Write out every record in full, exactly as written, please.

:::::

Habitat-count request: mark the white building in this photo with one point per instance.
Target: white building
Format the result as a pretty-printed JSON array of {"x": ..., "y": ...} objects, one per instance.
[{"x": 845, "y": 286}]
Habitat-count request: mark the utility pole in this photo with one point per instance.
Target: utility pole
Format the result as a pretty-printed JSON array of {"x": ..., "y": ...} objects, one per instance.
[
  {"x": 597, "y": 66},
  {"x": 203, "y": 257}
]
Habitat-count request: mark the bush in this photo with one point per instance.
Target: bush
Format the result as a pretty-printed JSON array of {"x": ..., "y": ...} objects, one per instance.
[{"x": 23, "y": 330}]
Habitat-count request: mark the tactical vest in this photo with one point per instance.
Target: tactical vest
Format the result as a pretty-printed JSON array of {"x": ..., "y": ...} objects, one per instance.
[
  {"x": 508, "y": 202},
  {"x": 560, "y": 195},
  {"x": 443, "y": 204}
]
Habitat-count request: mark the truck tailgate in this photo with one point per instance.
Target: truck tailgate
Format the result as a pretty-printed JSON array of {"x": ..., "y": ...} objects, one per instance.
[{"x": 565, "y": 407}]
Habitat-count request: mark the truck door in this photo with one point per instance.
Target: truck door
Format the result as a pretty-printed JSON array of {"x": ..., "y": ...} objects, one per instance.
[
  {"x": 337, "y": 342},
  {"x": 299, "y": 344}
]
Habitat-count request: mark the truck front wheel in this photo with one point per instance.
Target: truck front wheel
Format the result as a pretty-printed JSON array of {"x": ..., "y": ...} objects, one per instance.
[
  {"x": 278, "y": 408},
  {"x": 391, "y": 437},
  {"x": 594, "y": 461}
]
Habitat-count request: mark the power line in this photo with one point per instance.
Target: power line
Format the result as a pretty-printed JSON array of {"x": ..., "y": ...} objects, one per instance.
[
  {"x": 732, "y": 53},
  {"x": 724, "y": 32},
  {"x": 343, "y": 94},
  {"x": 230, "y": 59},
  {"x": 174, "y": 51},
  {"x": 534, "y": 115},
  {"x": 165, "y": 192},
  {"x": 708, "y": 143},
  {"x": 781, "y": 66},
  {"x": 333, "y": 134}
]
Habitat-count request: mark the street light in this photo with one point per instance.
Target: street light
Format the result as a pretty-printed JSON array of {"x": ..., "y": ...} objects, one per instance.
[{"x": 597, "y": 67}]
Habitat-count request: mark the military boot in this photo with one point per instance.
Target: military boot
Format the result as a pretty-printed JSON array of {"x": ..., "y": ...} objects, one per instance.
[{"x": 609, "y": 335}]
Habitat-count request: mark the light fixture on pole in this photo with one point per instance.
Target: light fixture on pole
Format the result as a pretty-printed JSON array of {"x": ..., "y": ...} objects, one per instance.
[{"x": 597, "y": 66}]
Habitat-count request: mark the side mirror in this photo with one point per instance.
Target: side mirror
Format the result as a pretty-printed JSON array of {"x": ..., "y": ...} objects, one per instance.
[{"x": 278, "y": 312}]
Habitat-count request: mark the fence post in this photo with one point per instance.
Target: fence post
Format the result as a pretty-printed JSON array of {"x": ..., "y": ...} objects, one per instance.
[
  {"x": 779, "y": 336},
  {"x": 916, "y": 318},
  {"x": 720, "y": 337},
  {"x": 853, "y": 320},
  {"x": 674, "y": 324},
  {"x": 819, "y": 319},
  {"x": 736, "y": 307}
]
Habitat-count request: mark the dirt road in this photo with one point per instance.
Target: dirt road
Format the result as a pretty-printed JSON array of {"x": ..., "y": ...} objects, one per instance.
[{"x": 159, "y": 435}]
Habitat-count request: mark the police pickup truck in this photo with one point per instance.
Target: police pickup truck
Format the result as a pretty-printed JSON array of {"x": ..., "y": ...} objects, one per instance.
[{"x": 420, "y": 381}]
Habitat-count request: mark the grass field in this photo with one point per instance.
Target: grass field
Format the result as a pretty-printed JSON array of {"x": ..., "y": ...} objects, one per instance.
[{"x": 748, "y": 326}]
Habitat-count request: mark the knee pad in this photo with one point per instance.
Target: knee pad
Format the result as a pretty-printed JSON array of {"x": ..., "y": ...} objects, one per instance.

:::::

» **EXERCISE RESULT**:
Habitat-count request: mark the white building in this photo with one point per instance.
Target: white building
Format the result as a pretty-printed JSON array of {"x": ..., "y": ...} objects, one per instance.
[{"x": 845, "y": 286}]
Habitat-count request: mark the utility pole in this photo with one point per instance.
Target: utility pole
Format the result as a pretty-printed JSON array of {"x": ..., "y": ...} objects, one per instance.
[
  {"x": 597, "y": 66},
  {"x": 203, "y": 257}
]
Habitat-count request: mark the bush in this photo with one point per instance.
Target: bush
Format the result as a pretty-printed JSON array of {"x": ..., "y": ...} objects, one per instance.
[{"x": 23, "y": 330}]
Habitat-count request: mark the tactical vest in this photo with one point per instance.
Target: tactical vest
Format the result as a pretty-printed JSON array of {"x": ..., "y": ...} objects, one per instance.
[
  {"x": 508, "y": 202},
  {"x": 560, "y": 195},
  {"x": 443, "y": 204}
]
Habitat-count request: mark the truck tailgate in this photo with one point per instance.
Target: truck tailgate
Format the result as a pretty-printed JSON array of {"x": ..., "y": ...} objects, one per instance.
[{"x": 565, "y": 407}]
Habitat-count request: mark the truck door in this photo with one point per instance.
Target: truck door
Format the result as a pretty-printed JSON array of {"x": ..., "y": ...} objects, one per instance.
[
  {"x": 337, "y": 342},
  {"x": 299, "y": 344}
]
Habitat-count request: mark the truck front wheel in this photo with one point per instance.
Target: truck front wheel
Format the result as a pretty-printed JSON array of {"x": ..., "y": ...} objects, one per instance.
[
  {"x": 278, "y": 408},
  {"x": 391, "y": 437},
  {"x": 594, "y": 461}
]
Habitat-count request: mark the power line in this photo with one point per instance.
Target: power line
Format the result as a pretty-printed JSON array of {"x": ..., "y": ...} objects, one per instance.
[
  {"x": 732, "y": 53},
  {"x": 724, "y": 32},
  {"x": 343, "y": 94},
  {"x": 230, "y": 59},
  {"x": 174, "y": 51},
  {"x": 534, "y": 115},
  {"x": 165, "y": 192},
  {"x": 708, "y": 143},
  {"x": 781, "y": 66},
  {"x": 333, "y": 134}
]
Habitat-count request: mark the street light in this photo with one point per instance.
Target: street light
Format the result as a pretty-printed JSON array of {"x": ..., "y": ...} objects, one per instance.
[{"x": 597, "y": 67}]
Habitat-count request: mark the military boot in this photo with one point per instance.
Target: military boot
Format the result as a pretty-printed JSON array of {"x": ..., "y": ...} objects, one per instance.
[{"x": 609, "y": 335}]
Habitat-count request: mark the light fixture on pole in this photo with one point per instance.
Target: light fixture on pole
Format the result as a pretty-printed JSON array of {"x": ..., "y": ...} objects, one per instance.
[{"x": 597, "y": 66}]
Habitat-count request: mark the side mirror in this photo with one point per instance.
Target: side mirror
Format the result as a pretty-printed JSON array of {"x": ..., "y": ...} objects, one per instance.
[{"x": 278, "y": 312}]
Habitat-count request: mark the fence post in this photo with one point per instance.
Target: fence post
Format the result as a pretty-printed JSON array of {"x": ..., "y": ...} objects, one per instance.
[
  {"x": 779, "y": 336},
  {"x": 916, "y": 318},
  {"x": 720, "y": 337},
  {"x": 853, "y": 320},
  {"x": 674, "y": 324},
  {"x": 819, "y": 319},
  {"x": 736, "y": 307}
]
Habitat-count request: mark the dirt road in this photo with one point per instance.
Target: dirt road
Format the result as a pretty-printed JSON array of {"x": ..., "y": ...} objects, one per instance.
[{"x": 159, "y": 435}]
Habitat-count request: mark the police pickup truck in this photo with one point per instance.
Target: police pickup truck
Format the result as a pretty-printed JSON array of {"x": ..., "y": ...} objects, one per instance.
[{"x": 420, "y": 381}]
Habitat-count request: mark the grass field in this photo with one point per instance.
Target: grass field
Format the result as a pretty-printed JSON array of {"x": ..., "y": ...} objects, one per instance.
[{"x": 748, "y": 326}]
Habitat-count request: mark the knee pad in this photo with one point per instance.
Target: knee pad
Format the result as a pretty-printed JSON array of {"x": ..., "y": ...} objects, one per instance.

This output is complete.